Copy out each row below that contains the word "carved", matching case exactly.
───── Extracted entries ─────
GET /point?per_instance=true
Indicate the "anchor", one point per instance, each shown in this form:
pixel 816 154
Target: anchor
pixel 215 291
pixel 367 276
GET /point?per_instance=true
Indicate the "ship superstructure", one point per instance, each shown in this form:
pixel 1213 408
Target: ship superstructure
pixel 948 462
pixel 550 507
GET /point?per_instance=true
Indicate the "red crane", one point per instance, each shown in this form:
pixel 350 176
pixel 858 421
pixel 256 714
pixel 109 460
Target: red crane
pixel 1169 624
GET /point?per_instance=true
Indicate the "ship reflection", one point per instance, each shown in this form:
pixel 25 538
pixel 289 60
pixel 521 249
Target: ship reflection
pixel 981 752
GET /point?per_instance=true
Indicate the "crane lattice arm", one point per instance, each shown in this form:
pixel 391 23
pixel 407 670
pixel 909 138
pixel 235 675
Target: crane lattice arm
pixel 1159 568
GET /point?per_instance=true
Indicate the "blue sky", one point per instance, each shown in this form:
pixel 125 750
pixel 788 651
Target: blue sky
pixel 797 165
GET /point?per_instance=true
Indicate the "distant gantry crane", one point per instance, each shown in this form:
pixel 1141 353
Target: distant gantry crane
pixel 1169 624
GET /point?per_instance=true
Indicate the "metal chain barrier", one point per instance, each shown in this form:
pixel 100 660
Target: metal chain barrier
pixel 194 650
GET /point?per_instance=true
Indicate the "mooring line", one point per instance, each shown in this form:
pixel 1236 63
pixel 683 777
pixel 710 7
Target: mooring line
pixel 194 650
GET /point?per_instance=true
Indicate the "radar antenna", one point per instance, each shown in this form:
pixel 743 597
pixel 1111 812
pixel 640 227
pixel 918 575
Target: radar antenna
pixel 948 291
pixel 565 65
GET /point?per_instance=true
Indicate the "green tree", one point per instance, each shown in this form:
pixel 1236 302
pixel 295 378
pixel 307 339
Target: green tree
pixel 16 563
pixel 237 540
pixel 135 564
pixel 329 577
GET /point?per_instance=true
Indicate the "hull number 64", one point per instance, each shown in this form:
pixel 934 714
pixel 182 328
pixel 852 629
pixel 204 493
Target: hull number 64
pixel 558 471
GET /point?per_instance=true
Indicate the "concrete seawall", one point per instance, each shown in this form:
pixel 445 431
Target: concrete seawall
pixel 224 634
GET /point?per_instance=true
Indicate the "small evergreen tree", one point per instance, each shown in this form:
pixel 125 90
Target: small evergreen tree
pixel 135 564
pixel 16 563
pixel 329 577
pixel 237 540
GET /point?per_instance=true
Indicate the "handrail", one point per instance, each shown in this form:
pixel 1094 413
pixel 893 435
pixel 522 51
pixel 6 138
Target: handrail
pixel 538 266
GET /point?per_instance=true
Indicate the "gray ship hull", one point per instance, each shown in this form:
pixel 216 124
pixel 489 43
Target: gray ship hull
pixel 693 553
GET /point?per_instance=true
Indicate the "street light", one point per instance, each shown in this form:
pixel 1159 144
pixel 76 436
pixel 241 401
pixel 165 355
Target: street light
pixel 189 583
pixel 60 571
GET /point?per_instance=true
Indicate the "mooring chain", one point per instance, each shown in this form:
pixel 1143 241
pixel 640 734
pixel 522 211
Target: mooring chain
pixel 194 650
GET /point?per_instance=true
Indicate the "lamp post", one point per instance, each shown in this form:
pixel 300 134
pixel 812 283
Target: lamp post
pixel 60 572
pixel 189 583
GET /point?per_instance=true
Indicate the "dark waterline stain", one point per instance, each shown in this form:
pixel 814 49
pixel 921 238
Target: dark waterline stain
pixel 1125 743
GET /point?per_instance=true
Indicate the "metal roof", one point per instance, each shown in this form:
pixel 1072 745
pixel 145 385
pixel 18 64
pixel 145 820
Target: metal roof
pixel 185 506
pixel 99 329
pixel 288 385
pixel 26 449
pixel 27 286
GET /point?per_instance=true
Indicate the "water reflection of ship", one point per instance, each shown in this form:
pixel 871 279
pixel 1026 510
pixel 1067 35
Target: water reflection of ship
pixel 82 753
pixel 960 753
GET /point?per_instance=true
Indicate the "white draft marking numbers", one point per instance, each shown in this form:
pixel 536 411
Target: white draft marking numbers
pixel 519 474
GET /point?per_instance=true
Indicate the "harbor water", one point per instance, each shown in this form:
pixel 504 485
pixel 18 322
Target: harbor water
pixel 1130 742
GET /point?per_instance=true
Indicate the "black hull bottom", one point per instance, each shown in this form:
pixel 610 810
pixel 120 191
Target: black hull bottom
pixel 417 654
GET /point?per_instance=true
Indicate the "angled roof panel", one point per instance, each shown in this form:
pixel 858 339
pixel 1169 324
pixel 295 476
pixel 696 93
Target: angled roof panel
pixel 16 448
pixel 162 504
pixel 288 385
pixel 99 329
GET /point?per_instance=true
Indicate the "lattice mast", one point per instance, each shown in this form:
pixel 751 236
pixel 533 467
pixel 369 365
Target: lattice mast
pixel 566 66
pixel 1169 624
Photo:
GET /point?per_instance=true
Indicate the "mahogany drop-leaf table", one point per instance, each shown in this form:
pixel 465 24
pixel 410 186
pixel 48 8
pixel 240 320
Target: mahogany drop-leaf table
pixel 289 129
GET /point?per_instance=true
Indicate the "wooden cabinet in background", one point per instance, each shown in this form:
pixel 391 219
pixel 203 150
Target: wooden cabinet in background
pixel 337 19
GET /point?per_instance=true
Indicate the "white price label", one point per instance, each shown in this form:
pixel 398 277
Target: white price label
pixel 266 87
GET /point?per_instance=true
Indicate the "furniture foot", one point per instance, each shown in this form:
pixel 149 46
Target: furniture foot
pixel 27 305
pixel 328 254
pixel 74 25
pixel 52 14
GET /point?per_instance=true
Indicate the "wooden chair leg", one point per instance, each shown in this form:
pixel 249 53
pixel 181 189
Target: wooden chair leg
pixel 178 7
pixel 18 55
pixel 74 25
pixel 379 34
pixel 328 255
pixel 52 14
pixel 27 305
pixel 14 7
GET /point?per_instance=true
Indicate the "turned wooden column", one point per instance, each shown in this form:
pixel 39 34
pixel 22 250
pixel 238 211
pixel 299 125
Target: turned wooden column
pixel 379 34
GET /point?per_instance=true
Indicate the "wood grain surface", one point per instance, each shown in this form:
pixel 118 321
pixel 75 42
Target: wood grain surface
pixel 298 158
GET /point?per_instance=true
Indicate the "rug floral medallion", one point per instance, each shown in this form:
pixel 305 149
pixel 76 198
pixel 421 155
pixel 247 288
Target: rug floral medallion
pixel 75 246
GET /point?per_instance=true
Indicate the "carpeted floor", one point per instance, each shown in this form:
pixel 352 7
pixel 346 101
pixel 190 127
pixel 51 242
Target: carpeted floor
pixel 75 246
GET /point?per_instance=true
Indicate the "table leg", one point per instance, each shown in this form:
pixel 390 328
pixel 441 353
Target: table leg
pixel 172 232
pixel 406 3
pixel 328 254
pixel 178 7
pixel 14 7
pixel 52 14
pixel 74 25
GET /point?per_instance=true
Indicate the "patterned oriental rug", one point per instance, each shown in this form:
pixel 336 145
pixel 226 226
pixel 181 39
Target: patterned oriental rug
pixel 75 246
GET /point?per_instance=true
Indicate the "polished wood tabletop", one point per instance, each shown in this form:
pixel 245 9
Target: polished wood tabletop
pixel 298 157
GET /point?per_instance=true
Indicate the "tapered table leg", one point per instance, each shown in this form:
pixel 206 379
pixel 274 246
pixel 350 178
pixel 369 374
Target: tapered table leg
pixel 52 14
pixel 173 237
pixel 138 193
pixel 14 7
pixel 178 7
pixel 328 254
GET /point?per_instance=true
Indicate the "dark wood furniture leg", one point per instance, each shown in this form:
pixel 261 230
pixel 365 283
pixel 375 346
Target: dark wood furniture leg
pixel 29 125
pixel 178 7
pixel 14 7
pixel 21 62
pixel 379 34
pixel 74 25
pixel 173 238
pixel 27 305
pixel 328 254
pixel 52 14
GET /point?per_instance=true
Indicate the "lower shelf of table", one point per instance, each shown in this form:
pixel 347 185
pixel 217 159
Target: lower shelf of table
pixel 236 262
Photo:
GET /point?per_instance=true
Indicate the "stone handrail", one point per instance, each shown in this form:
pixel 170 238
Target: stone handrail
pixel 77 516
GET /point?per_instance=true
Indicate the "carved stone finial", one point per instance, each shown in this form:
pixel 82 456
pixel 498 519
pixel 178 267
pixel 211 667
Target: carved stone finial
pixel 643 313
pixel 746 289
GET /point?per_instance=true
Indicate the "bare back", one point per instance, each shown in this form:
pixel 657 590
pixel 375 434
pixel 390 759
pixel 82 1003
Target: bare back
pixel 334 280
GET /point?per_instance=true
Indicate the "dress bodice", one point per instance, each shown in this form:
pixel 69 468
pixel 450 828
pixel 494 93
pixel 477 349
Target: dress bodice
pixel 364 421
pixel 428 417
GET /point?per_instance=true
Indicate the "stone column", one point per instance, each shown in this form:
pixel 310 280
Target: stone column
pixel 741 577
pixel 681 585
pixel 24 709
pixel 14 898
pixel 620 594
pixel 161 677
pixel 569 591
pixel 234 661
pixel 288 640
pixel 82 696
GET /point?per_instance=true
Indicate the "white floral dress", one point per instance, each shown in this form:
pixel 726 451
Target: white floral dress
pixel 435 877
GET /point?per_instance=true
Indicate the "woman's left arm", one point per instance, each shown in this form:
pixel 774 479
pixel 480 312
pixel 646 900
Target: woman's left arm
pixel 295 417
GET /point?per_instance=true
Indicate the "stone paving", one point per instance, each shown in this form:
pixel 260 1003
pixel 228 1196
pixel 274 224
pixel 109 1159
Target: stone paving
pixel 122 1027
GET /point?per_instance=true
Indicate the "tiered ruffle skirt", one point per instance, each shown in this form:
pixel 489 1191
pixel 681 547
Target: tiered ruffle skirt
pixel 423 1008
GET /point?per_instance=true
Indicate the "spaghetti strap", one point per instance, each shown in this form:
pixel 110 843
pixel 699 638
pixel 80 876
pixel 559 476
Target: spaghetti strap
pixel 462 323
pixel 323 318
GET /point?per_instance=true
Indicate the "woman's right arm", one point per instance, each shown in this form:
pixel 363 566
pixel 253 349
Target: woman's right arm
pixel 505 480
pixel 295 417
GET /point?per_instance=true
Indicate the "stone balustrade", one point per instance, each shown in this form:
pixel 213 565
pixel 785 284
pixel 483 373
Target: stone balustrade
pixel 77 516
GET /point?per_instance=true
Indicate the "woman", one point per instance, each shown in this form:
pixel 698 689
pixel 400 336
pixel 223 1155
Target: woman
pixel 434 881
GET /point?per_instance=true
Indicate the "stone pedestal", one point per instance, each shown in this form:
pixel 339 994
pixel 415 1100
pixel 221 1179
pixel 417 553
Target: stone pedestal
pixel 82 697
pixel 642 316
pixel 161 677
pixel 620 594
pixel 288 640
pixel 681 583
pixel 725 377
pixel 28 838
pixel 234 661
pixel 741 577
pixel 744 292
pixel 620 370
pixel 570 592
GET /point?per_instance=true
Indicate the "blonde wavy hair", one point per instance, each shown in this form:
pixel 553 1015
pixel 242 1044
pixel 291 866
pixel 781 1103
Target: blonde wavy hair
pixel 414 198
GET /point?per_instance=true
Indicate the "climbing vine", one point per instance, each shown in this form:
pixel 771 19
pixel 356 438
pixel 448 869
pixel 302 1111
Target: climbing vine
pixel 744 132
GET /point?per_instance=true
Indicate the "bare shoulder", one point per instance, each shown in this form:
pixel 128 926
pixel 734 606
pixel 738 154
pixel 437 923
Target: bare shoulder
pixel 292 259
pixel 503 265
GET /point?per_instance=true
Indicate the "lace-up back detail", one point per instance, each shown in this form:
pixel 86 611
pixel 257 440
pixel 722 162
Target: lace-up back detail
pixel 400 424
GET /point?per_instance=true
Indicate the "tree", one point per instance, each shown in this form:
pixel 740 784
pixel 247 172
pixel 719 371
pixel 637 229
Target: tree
─────
## Exercise solution:
Indicate the "carved stone finial", one point per instance, each shown in this form:
Target: carved stone finial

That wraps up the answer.